SELECTION:

Named entity recognition; handwritten text recognition; neural networks


1 Introduction

Extracting information from historical handwritten text documents in an optimal and efficient way is still a challenge to solve, since text in these kind of documents are not as simple to read as printed characters or modern handwritten calligraphies [VeronicaRomero2016], [Toselli:2016:HWG:3043320.3051195]. Historical manuscripts contain information that gives an interpretation of the past of societies. Systems designed to search and retrieve information from historical documents must go beyond literal transcription of sources. Indeed it is necessary to shorten the semantic gap and get semantic meaning from the contents, thus the extraction of the relevant information carried out by named entities (e.g. names of persons, organizations, locations, dates, quantities, monetary values, etc.) is a key component of such systems. Semantic annotation of documents, and in particular automatic named entity recognition is neither a perfectly solved problem [DBLP:journals/corr/LampleBSKD16].

Records of labeled boxes
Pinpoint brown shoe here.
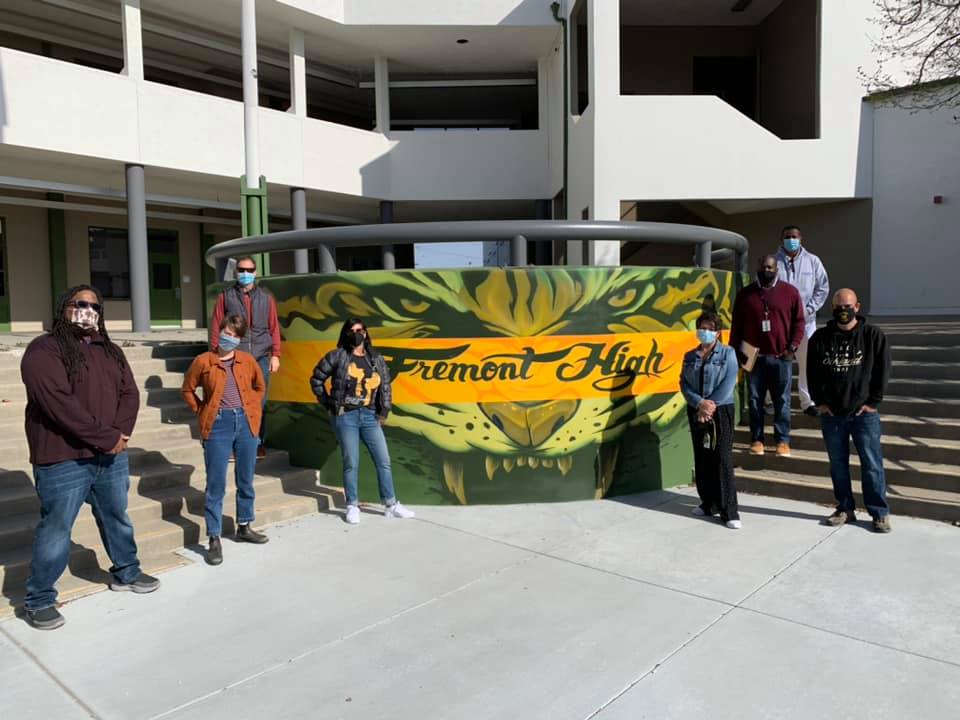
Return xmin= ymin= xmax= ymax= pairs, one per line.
xmin=823 ymin=510 xmax=857 ymax=527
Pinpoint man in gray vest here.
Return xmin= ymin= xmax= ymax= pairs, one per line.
xmin=210 ymin=257 xmax=280 ymax=457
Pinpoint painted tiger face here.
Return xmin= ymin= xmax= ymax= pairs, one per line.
xmin=271 ymin=267 xmax=735 ymax=503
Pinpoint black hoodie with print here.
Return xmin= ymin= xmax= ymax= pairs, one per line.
xmin=807 ymin=315 xmax=890 ymax=416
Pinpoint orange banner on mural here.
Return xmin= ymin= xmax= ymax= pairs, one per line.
xmin=270 ymin=332 xmax=696 ymax=404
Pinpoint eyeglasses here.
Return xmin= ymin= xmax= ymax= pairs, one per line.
xmin=67 ymin=300 xmax=103 ymax=312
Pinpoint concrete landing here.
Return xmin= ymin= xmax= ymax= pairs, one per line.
xmin=0 ymin=489 xmax=960 ymax=720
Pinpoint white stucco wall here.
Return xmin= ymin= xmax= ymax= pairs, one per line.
xmin=871 ymin=97 xmax=960 ymax=315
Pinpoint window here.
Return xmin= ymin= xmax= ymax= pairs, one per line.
xmin=88 ymin=227 xmax=130 ymax=300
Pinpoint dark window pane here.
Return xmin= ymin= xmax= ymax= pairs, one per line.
xmin=153 ymin=263 xmax=173 ymax=290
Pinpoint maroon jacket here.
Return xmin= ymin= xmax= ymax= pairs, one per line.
xmin=20 ymin=334 xmax=140 ymax=465
xmin=730 ymin=280 xmax=804 ymax=357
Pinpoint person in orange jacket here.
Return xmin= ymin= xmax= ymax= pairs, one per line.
xmin=180 ymin=315 xmax=268 ymax=565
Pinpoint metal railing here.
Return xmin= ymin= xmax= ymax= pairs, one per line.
xmin=206 ymin=220 xmax=749 ymax=278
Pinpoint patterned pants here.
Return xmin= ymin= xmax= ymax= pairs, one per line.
xmin=687 ymin=405 xmax=740 ymax=521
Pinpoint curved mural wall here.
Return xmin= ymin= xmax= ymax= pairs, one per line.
xmin=251 ymin=267 xmax=738 ymax=504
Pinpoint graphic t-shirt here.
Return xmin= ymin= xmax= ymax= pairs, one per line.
xmin=343 ymin=355 xmax=380 ymax=410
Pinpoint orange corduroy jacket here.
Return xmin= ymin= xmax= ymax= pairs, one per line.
xmin=180 ymin=350 xmax=265 ymax=440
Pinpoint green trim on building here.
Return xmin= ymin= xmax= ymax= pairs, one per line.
xmin=240 ymin=175 xmax=270 ymax=277
xmin=47 ymin=193 xmax=69 ymax=307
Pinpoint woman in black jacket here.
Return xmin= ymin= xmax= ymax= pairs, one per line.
xmin=310 ymin=318 xmax=414 ymax=525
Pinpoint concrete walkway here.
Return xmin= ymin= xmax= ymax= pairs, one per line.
xmin=0 ymin=490 xmax=960 ymax=720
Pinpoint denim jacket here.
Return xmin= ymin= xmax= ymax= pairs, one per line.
xmin=680 ymin=342 xmax=738 ymax=408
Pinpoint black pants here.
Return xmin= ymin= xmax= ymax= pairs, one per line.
xmin=687 ymin=405 xmax=740 ymax=521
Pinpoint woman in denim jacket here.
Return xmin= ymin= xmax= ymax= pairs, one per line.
xmin=680 ymin=311 xmax=740 ymax=530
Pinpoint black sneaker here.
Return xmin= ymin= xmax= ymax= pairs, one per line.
xmin=207 ymin=535 xmax=223 ymax=565
xmin=23 ymin=605 xmax=66 ymax=630
xmin=110 ymin=573 xmax=160 ymax=594
xmin=237 ymin=523 xmax=270 ymax=545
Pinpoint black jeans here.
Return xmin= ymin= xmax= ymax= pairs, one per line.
xmin=687 ymin=405 xmax=740 ymax=522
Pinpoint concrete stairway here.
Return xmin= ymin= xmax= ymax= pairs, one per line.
xmin=734 ymin=318 xmax=960 ymax=523
xmin=0 ymin=342 xmax=342 ymax=617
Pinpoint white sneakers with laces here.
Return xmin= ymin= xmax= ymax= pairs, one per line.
xmin=383 ymin=503 xmax=416 ymax=520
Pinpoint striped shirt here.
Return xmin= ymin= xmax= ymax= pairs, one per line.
xmin=220 ymin=358 xmax=243 ymax=410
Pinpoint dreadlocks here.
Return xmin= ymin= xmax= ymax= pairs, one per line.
xmin=50 ymin=285 xmax=127 ymax=382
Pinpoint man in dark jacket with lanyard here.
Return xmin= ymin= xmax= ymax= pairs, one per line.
xmin=20 ymin=285 xmax=160 ymax=630
xmin=730 ymin=255 xmax=804 ymax=457
xmin=210 ymin=257 xmax=280 ymax=457
xmin=807 ymin=288 xmax=890 ymax=533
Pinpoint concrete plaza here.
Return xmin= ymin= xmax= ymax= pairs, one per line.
xmin=0 ymin=489 xmax=960 ymax=720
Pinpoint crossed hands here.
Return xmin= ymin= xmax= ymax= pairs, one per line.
xmin=697 ymin=398 xmax=717 ymax=422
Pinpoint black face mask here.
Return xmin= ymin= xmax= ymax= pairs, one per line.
xmin=833 ymin=305 xmax=857 ymax=325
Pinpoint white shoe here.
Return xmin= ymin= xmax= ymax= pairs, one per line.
xmin=383 ymin=503 xmax=416 ymax=520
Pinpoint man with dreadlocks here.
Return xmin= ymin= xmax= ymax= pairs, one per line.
xmin=20 ymin=285 xmax=160 ymax=630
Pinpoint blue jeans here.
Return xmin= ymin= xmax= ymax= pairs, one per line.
xmin=25 ymin=452 xmax=140 ymax=610
xmin=203 ymin=408 xmax=257 ymax=537
xmin=747 ymin=355 xmax=793 ymax=443
xmin=331 ymin=408 xmax=397 ymax=505
xmin=820 ymin=412 xmax=890 ymax=518
xmin=257 ymin=355 xmax=272 ymax=445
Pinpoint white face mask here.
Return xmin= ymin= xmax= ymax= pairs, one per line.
xmin=70 ymin=308 xmax=100 ymax=330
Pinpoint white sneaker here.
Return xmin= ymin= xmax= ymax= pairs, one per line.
xmin=383 ymin=503 xmax=416 ymax=520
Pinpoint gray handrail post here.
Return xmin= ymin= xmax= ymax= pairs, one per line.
xmin=317 ymin=243 xmax=337 ymax=272
xmin=696 ymin=240 xmax=713 ymax=270
xmin=510 ymin=235 xmax=527 ymax=267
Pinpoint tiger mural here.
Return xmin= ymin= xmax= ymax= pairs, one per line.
xmin=253 ymin=267 xmax=737 ymax=504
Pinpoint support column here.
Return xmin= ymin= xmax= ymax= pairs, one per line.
xmin=373 ymin=55 xmax=390 ymax=135
xmin=287 ymin=30 xmax=307 ymax=118
xmin=120 ymin=0 xmax=143 ymax=80
xmin=240 ymin=0 xmax=270 ymax=276
xmin=126 ymin=165 xmax=150 ymax=332
xmin=380 ymin=200 xmax=397 ymax=270
xmin=290 ymin=188 xmax=310 ymax=275
xmin=47 ymin=193 xmax=68 ymax=308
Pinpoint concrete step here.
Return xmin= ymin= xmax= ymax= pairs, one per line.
xmin=736 ymin=470 xmax=960 ymax=532
xmin=0 ymin=475 xmax=343 ymax=598
xmin=890 ymin=345 xmax=960 ymax=363
xmin=734 ymin=443 xmax=960 ymax=493
xmin=891 ymin=356 xmax=960 ymax=381
xmin=735 ymin=428 xmax=960 ymax=469
xmin=790 ymin=402 xmax=960 ymax=440
xmin=0 ymin=466 xmax=316 ymax=550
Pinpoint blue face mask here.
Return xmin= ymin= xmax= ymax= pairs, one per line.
xmin=220 ymin=333 xmax=240 ymax=352
xmin=697 ymin=328 xmax=717 ymax=345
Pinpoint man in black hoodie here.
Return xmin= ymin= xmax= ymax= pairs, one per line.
xmin=807 ymin=288 xmax=890 ymax=533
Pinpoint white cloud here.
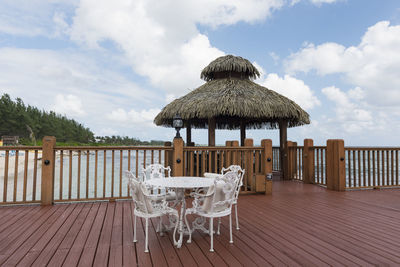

THINGS TO DO:
1. Answer these questions about the introduction:
(a) Which three keywords are listed before the introduction?
(b) What must systems designed to search and retrieve information from historical documents go beyond?
(c) Which examples of named entities are given in parentheses?
2. Render the entries as a Markdown table with the columns n and Line, numbering each row and leaving out blank lines. Begin at the line of the entries that contains "Pinpoint orange banner on mural here." and stop after the line that contains "xmin=88 ymin=227 xmax=130 ymax=300".
The introduction and the entries were drawn from separate sources.

OUTPUTS:
1.
(a) Named entity recognition, handwritten text recognition, and neural networks.
(b) Literal transcription of sources.
(c) Names of persons, organizations, locations, dates, quantities, and monetary values.

2.
| n | Line |
|---|---|
| 1 | Pinpoint orange banner on mural here. |
| 2 | Return xmin= ymin= xmax= ymax= pairs, one per line. |
| 3 | xmin=270 ymin=332 xmax=696 ymax=404 |
| 4 | Pinpoint eyeglasses here. |
| 5 | Return xmin= ymin= xmax= ymax= pairs, one per line. |
| 6 | xmin=67 ymin=300 xmax=103 ymax=312 |
| 7 | Pinpoint concrete landing here. |
| 8 | Return xmin= ymin= xmax= ymax= pairs, one per line. |
| 9 | xmin=0 ymin=489 xmax=960 ymax=720 |
| 10 | Pinpoint white stucco wall here. |
| 11 | Return xmin= ymin= xmax= ymax= pairs, one per line. |
| 12 | xmin=871 ymin=97 xmax=960 ymax=315 |
| 13 | Pinpoint window here. |
| 14 | Return xmin= ymin= xmax= ymax= pairs, one per line. |
| 15 | xmin=88 ymin=227 xmax=130 ymax=300 |